[Start Records provided]
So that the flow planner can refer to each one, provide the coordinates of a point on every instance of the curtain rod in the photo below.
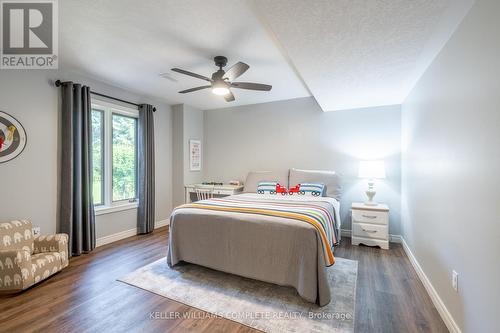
(60, 83)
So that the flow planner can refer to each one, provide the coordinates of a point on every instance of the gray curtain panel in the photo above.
(76, 215)
(146, 157)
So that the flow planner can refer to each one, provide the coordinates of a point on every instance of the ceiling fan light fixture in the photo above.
(220, 88)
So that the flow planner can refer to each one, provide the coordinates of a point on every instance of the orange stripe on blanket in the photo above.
(331, 259)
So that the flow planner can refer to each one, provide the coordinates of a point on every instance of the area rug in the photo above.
(263, 306)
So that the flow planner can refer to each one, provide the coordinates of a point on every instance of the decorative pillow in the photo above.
(309, 189)
(330, 179)
(267, 187)
(255, 177)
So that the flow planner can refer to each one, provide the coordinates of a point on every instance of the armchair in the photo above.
(26, 260)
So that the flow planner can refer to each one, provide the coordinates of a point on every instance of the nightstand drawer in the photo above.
(370, 231)
(368, 216)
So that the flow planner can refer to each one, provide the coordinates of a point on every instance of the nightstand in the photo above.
(370, 225)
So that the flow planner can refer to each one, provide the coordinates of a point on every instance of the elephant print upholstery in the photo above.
(25, 259)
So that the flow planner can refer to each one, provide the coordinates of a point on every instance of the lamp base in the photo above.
(370, 193)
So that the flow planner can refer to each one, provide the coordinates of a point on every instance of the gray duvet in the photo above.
(273, 249)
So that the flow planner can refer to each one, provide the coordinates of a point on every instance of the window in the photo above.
(114, 157)
(97, 156)
(124, 157)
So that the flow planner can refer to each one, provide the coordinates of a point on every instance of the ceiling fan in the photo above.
(222, 81)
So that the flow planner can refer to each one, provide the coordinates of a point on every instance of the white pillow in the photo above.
(331, 180)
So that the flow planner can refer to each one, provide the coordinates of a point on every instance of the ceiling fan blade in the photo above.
(194, 89)
(236, 71)
(198, 76)
(229, 97)
(251, 86)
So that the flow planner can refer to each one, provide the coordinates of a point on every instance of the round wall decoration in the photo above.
(12, 137)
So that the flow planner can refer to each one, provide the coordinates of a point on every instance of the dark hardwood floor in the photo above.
(85, 297)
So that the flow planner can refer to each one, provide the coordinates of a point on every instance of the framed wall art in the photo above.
(12, 137)
(194, 155)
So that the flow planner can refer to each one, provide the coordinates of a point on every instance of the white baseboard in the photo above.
(392, 238)
(115, 237)
(126, 233)
(438, 302)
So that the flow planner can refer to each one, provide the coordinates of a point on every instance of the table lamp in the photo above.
(371, 170)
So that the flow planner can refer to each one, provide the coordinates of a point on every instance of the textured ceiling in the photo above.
(128, 43)
(361, 53)
(346, 53)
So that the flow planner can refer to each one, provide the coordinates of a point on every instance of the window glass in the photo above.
(124, 157)
(98, 157)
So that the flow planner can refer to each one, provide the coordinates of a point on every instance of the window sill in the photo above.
(101, 210)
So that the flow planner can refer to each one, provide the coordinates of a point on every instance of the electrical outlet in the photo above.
(454, 280)
(36, 231)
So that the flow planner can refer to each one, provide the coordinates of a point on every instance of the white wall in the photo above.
(30, 181)
(296, 133)
(451, 162)
(188, 124)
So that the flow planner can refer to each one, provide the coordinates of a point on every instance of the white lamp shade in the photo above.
(371, 169)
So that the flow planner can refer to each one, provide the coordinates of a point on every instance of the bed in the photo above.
(282, 239)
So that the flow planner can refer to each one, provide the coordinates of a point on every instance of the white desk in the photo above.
(218, 190)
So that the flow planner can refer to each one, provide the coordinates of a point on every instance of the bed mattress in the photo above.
(285, 240)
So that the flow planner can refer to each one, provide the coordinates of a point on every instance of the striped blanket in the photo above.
(318, 214)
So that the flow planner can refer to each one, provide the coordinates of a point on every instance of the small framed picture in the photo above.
(194, 155)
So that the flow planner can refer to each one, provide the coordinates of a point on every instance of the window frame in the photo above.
(103, 168)
(109, 109)
(136, 166)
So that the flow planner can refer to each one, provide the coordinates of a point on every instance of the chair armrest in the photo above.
(51, 243)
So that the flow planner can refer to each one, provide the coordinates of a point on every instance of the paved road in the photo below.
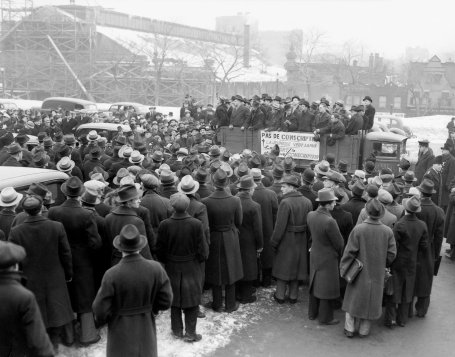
(286, 330)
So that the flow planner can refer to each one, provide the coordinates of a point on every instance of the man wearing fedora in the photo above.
(268, 201)
(411, 236)
(9, 200)
(224, 264)
(434, 217)
(182, 247)
(22, 332)
(290, 240)
(131, 294)
(373, 244)
(46, 278)
(326, 249)
(84, 239)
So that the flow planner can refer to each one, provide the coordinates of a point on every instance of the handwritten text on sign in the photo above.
(298, 145)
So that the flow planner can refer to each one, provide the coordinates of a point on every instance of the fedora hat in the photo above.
(375, 209)
(427, 186)
(202, 175)
(167, 178)
(65, 164)
(326, 195)
(292, 180)
(121, 173)
(72, 187)
(188, 185)
(90, 198)
(130, 239)
(220, 178)
(136, 157)
(246, 182)
(9, 197)
(10, 254)
(412, 204)
(127, 193)
(322, 168)
(92, 135)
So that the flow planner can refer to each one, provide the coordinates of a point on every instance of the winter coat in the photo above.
(116, 220)
(326, 249)
(46, 278)
(131, 293)
(373, 244)
(269, 207)
(424, 162)
(224, 264)
(411, 236)
(433, 216)
(290, 238)
(82, 233)
(182, 247)
(250, 235)
(22, 332)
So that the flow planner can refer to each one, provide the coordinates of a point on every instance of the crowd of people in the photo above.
(150, 219)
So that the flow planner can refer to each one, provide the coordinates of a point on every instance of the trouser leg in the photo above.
(422, 305)
(191, 320)
(89, 332)
(176, 320)
(229, 296)
(217, 297)
(293, 289)
(280, 289)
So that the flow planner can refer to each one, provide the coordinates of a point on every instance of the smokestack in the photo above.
(246, 46)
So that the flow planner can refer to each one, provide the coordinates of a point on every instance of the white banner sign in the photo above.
(298, 145)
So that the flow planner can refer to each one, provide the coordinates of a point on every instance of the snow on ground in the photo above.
(216, 330)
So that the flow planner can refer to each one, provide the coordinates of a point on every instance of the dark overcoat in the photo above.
(116, 220)
(326, 249)
(82, 233)
(269, 207)
(250, 235)
(290, 239)
(131, 293)
(182, 247)
(224, 264)
(47, 267)
(374, 245)
(433, 216)
(22, 332)
(411, 236)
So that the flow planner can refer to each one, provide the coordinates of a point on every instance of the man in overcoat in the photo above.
(22, 331)
(326, 249)
(290, 241)
(411, 236)
(82, 233)
(250, 237)
(131, 294)
(224, 264)
(269, 207)
(182, 247)
(48, 267)
(373, 244)
(433, 216)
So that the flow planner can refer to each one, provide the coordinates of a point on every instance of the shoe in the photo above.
(192, 338)
(279, 301)
(88, 343)
(234, 308)
(333, 322)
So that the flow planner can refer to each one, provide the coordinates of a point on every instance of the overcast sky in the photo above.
(384, 26)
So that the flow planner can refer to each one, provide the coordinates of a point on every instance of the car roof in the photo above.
(24, 176)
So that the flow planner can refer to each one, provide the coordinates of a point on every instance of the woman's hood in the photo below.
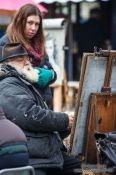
[End Records provided]
• [Job] Copy out all of the material above word for word, but leave the pictures out.

• [Written response]
So that the flow planner can refer to each one, provide the coordinates of a point on every instance of the curtain rod in the photo below.
(60, 83)
So that the flow planner can refer to each one, provide the coordinates of a point on every instance of the gray curtain panel in the photo above.
(76, 215)
(146, 157)
So that the flow planner can refer to each one, provide the coordinates of a point on every instance of the ceiling fan light fixture in the photo above.
(220, 88)
So that the flow planner can refer to each one, provide the coordinates of a point on every instance of the orange stripe on blanket in the photo above.
(331, 259)
So that the flow planner can refer to each one, provide the coordinates of a point on every instance of the area rug in the photo above.
(263, 306)
So that the flow planner can refer to each one, provide the coordinates of a point on every instance of the decorative pillow in the photo above.
(309, 189)
(330, 179)
(267, 187)
(255, 177)
So that the flow planner can refer to each one, provide the coordinates of a point on every instance of the armchair in the photo above.
(26, 260)
So that the flow planner can refer to each one, provide the coordinates of a point on every instance of the nightstand drawer in the photo above.
(370, 231)
(368, 216)
So that the flow planner can refer to each one, provide the coordinates of a point on every instance of the nightstand in the photo above.
(370, 225)
So that the flow planner can refer to each one, provide the coordinates of a point on every instance of the elephant print upholstery in the photo above.
(25, 259)
So that the flow planner can refer to each one, provide the coordinates of a point on every instance of the lamp base in the photo above.
(370, 193)
So that the flow planner can refer to each one, provide the coordinates of a point on every instance of the gray duvet in the photo above.
(273, 249)
So that the flow planner can refer to each one, provide the coordinates of a point on every instance of the window in the photo above.
(114, 157)
(97, 156)
(124, 157)
So that the flow planner can refer to each one, provide the coordinates of a point on every instance of the ceiling fan in the photo above.
(222, 81)
So that the flow planner can refer to each one, provide the coordinates of a point on every instance of the white pillow in the photo above.
(331, 180)
So that the flow planner can refer to each one, provide the coordinates of a point on every instance of the ceiling fan blade in the photo above.
(194, 89)
(236, 71)
(198, 76)
(229, 97)
(251, 86)
So that the flow planner can refer to each one, provide the coordinates of a point on every instance of the round wall decoration in the photo above.
(12, 137)
So that the flow planner can refer to each one, provide the coordinates of a point on every instance of the dark hardwood floor in the photo above.
(85, 297)
So that the flow planner can refer to each one, provide the coordinates of a point on every instance of the framed wall art in the photo above.
(12, 137)
(194, 155)
So that the flow planner can refer to each one, provide the coordinates of a point on every instance of the white baseboard in the photo above.
(392, 238)
(115, 237)
(126, 233)
(438, 302)
So that the flow planner can refer to each one, provide the coordinates of a point on every instance of the table lamp in the photo above.
(371, 170)
So that the flow planner can refer to each one, provide the coordinates of a point on every instance of the textured ceiling in the photo above.
(128, 43)
(361, 53)
(346, 53)
So that the flow planner can refer to each one, provide the coordinates of a point on every instance of the window glass in the photo above.
(124, 157)
(98, 157)
So that the flow planner can refer to each one, provide the coordinates of a point on every instance of the window sill in the photo above.
(101, 210)
So that the flow planner can refer to each one, provide the coordinates of a point on every instance of the electrical outlet in the photo above.
(454, 280)
(36, 231)
So that the flow planner can refer to each one, provide the coordinates of a point on every instance of the white wall in the photo above.
(30, 181)
(296, 133)
(451, 162)
(188, 124)
So that the flow planner can refer to each one, provide the coordinates of a point on every instance of the white lamp shade in the photo above.
(371, 169)
So that the flow planner can refer to each one, provide the coordinates of a point on every instance of the bed in the photo above.
(282, 239)
So that the flow planner can refer to each one, provide the coordinates of a point on every instance of the white desk in the photo above.
(218, 190)
So that the flow planner can refer to each one, provide the coordinates of a point on every instance of the bed mattress in the photo above.
(285, 240)
So that the flow planner can refer to each one, provide the coordinates of a point on every instance of the striped blanket in the photo above.
(318, 214)
So that the flow planner can refer to each one, provide the coordinates of a point on every instance of the small framed picture in the photo above.
(194, 155)
So that the flow planner can refer to each one, provide the coordinates of a point on every instance of the window frame in the photo above.
(103, 168)
(109, 109)
(136, 166)
So that the flow planner can refer to each one, provide the coordinates of a point on every instance of the chair armrest in the photo above.
(51, 243)
So that the flow planner can refer to each one, provide the coordinates of a point on every instance of the paved road in the photo below.
(286, 330)
So that the flow planner can refer to each one, provide the coordinates of a point on every instance of the man wearing fedora in the photo above.
(268, 201)
(411, 236)
(9, 200)
(224, 264)
(434, 217)
(182, 247)
(22, 332)
(290, 240)
(131, 294)
(373, 244)
(46, 278)
(326, 249)
(84, 239)
So that the flow planner can refer to each one, provide the coordinates of a point on every instance of the handwritten text on sign in the photo above.
(298, 145)
So that the flow planner can refer to each one, provide the coordinates of a point on every instance of the fedora hat in the photo above.
(375, 209)
(427, 186)
(202, 175)
(167, 178)
(65, 164)
(326, 195)
(292, 180)
(121, 173)
(72, 187)
(188, 185)
(90, 198)
(130, 239)
(220, 178)
(136, 157)
(246, 182)
(9, 197)
(10, 254)
(412, 204)
(127, 193)
(322, 168)
(92, 135)
So that the flow planner can refer to each one, provide the coordinates of a point on every instance of the winter coat in the photo above.
(116, 220)
(326, 249)
(46, 278)
(131, 293)
(373, 244)
(269, 207)
(424, 162)
(224, 264)
(411, 236)
(433, 216)
(290, 238)
(82, 233)
(182, 247)
(250, 235)
(22, 332)
So that the flow planner can refer to each one, provide the coordinates of a point on every instance of the crowd of people in the photo above.
(150, 219)
So that the flow planner can refer to each one, provide the coordinates of a point on every instance of the trouser leg in the photo above.
(422, 305)
(191, 320)
(89, 332)
(176, 320)
(229, 296)
(217, 297)
(293, 289)
(280, 289)
So that the flow planner can refer to each one, provide the coordinates of a point on every instance of the smokestack in the photo above.
(246, 46)
So that the flow planner can refer to each one, provide the coordinates of a point on every instance of the white banner sign in the photo above.
(298, 145)
So that the flow planner can refer to each one, provide the coordinates of a point on every instance of the snow on ground in the photo above.
(216, 330)
So that the flow planner can refer to each one, provide the coordinates of a point on every instance of the dark overcoat in the photo above.
(116, 220)
(326, 249)
(82, 233)
(269, 207)
(250, 235)
(290, 239)
(131, 293)
(182, 247)
(224, 264)
(47, 267)
(374, 245)
(433, 216)
(22, 332)
(411, 236)
So that the flow planner can refer to each one, provide the coordinates of a point on every instance of the man in overcoat in the photo above.
(22, 331)
(326, 249)
(290, 241)
(411, 236)
(82, 233)
(250, 237)
(131, 294)
(224, 264)
(269, 207)
(182, 247)
(48, 267)
(373, 244)
(433, 216)
So that the flow planner can refer to each one, provide the coordinates of a point on every instance of the shoe in the photo above.
(192, 338)
(279, 301)
(88, 343)
(234, 308)
(333, 322)
So that the flow planner can refer to each one, provide the coordinates of a point on every instance of the overcast sky in the photo above.
(384, 26)
So that the flow planner can refer to each one, provide the coordinates of a point on every instance of the car roof in the photo above.
(24, 176)
So that the flow planner can refer to each one, provide the coordinates of a point on every instance of the woman's hood in the photo below.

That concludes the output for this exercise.